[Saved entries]
-=-=-=-=-

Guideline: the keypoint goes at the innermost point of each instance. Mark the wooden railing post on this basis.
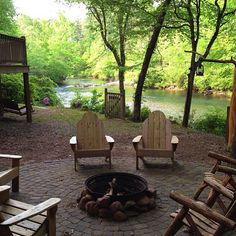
(106, 111)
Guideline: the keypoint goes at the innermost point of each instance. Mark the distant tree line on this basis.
(138, 42)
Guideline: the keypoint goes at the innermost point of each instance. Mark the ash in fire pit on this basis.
(116, 195)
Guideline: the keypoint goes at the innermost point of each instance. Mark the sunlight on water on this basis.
(170, 102)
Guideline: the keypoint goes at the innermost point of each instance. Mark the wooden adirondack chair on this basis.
(21, 219)
(12, 174)
(203, 217)
(157, 140)
(91, 140)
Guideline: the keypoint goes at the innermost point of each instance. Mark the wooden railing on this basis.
(12, 50)
(114, 105)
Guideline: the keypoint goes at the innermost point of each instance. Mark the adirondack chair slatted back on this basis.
(90, 132)
(157, 132)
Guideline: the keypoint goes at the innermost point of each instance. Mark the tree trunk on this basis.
(148, 55)
(121, 76)
(188, 100)
(232, 116)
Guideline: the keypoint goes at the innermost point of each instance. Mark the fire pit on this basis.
(116, 195)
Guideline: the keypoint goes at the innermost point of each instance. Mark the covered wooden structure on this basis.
(13, 59)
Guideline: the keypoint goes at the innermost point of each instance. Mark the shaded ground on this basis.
(49, 139)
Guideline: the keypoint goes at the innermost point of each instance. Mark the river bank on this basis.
(171, 100)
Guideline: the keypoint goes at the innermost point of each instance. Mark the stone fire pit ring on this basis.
(134, 185)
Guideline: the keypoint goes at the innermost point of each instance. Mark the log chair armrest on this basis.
(202, 208)
(219, 187)
(73, 143)
(174, 142)
(4, 194)
(136, 141)
(226, 170)
(13, 157)
(110, 140)
(22, 107)
(223, 158)
(35, 210)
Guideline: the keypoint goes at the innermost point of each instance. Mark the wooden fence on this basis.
(12, 50)
(114, 105)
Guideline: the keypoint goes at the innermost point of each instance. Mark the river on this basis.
(170, 102)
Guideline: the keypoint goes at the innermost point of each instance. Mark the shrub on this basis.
(93, 103)
(213, 121)
(42, 87)
(12, 87)
(145, 111)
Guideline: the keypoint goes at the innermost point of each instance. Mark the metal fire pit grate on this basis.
(131, 186)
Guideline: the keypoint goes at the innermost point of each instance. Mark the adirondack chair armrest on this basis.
(4, 194)
(174, 142)
(202, 208)
(110, 140)
(4, 188)
(226, 170)
(35, 210)
(220, 158)
(219, 187)
(136, 141)
(73, 143)
(8, 156)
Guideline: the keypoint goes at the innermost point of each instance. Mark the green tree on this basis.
(117, 22)
(193, 17)
(7, 14)
(148, 55)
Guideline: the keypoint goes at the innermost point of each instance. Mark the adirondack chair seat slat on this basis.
(11, 174)
(18, 218)
(156, 139)
(91, 140)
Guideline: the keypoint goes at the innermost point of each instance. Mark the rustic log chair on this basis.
(227, 181)
(157, 140)
(200, 215)
(11, 174)
(18, 218)
(91, 140)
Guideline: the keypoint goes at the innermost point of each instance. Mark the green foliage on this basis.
(42, 87)
(12, 87)
(92, 103)
(145, 112)
(213, 121)
(53, 48)
(7, 14)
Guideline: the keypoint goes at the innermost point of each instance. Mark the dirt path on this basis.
(47, 140)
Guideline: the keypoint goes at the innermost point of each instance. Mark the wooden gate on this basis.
(115, 105)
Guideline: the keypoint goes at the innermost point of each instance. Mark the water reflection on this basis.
(170, 102)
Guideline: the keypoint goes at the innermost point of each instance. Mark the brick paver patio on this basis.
(57, 178)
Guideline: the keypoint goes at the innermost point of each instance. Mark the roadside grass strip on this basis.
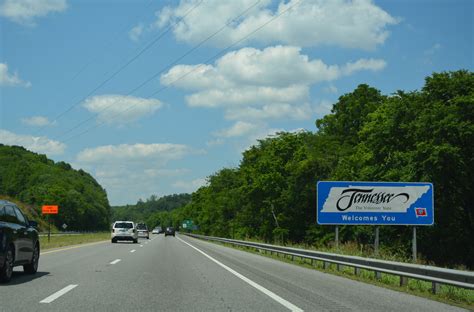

-=-=-=-=-

- WHAT IS EXPECTED
The copy should hold exactly the lines from the line containing "foliage on this basis." through the last line of the records, both included, and no pictures or other lines.

- RESPONSE TO THIS EXERCISE
Guideline: the keypoint goes at the innermost point of each instance. Mark the green foliage on this basis.
(42, 87)
(12, 87)
(92, 103)
(145, 112)
(213, 121)
(53, 48)
(7, 14)
Guideline: the keypoint goes at the innermost point of each instance. Mark the dirt path on this basis.
(47, 140)
Guideline: the keypoint goes at the innermost point of each instance. Mark the wooden gate on this basis.
(115, 105)
Guideline: the keypoint goes at the innermost point of each instance. Mark the water reflection on this basis.
(170, 102)
Guideline: the keypoint goes at the innermost point of each instance. Mark the brick paver patio on this basis.
(57, 178)
Guideline: the keypoint goes at the innermost point of each instance. Mark the roadside grass strip on this basis.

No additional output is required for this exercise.